Please find each line below that contains the word "face" and copy it out in full.

-- START --

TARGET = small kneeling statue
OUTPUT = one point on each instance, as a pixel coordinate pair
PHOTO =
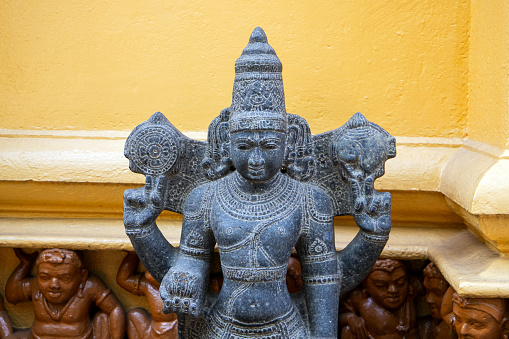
(63, 294)
(265, 187)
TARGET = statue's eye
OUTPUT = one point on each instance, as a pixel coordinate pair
(270, 143)
(477, 325)
(243, 146)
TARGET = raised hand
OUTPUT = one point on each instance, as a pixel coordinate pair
(143, 205)
(372, 209)
(182, 293)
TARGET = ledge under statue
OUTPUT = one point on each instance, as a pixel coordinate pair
(261, 187)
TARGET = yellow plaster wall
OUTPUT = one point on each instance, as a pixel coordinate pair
(489, 69)
(108, 65)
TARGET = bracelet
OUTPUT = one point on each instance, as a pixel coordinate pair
(140, 232)
(374, 238)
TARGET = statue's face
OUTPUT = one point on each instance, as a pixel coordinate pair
(58, 282)
(435, 290)
(475, 324)
(257, 155)
(388, 289)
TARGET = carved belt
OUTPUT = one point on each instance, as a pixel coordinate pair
(288, 325)
(255, 274)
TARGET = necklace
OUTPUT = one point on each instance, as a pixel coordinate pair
(283, 194)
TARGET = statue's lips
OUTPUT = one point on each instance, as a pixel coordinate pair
(54, 294)
(393, 300)
(256, 170)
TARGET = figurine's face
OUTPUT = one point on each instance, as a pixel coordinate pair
(388, 289)
(475, 324)
(257, 155)
(435, 290)
(58, 282)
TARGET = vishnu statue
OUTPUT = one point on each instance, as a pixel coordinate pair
(260, 188)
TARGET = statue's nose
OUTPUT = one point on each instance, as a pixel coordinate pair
(256, 158)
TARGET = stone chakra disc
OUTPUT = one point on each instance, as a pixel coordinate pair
(153, 150)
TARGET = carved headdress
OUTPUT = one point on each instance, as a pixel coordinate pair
(258, 99)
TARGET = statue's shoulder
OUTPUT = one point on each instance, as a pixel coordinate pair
(201, 194)
(318, 197)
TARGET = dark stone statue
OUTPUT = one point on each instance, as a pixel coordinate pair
(260, 187)
(476, 318)
(63, 295)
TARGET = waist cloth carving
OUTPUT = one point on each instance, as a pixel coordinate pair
(260, 186)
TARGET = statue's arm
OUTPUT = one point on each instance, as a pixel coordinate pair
(184, 287)
(374, 221)
(18, 287)
(5, 321)
(142, 206)
(317, 253)
(109, 304)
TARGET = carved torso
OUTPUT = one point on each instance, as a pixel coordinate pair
(73, 319)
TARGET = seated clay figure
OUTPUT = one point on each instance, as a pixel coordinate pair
(383, 307)
(481, 318)
(141, 324)
(436, 287)
(63, 294)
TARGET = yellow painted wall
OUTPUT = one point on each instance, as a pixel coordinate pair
(108, 65)
(489, 70)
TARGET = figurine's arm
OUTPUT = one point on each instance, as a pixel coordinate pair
(317, 253)
(373, 216)
(5, 322)
(348, 317)
(184, 287)
(127, 277)
(109, 304)
(18, 287)
(142, 206)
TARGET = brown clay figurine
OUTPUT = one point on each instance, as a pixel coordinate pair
(63, 294)
(383, 307)
(476, 318)
(140, 324)
(436, 287)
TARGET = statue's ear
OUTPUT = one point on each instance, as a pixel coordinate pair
(300, 152)
(217, 162)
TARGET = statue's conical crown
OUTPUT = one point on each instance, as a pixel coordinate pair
(258, 100)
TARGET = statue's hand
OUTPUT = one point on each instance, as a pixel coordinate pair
(143, 205)
(26, 259)
(372, 209)
(182, 292)
(358, 327)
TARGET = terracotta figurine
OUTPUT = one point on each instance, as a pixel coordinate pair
(62, 294)
(480, 318)
(141, 324)
(436, 287)
(383, 307)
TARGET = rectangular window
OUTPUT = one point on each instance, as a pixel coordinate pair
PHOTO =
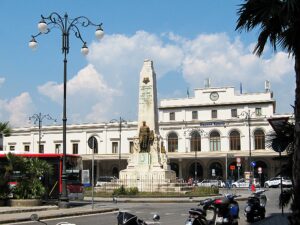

-- END --

### Output for this task
TARGET = statue's face
TARGET = figurine's face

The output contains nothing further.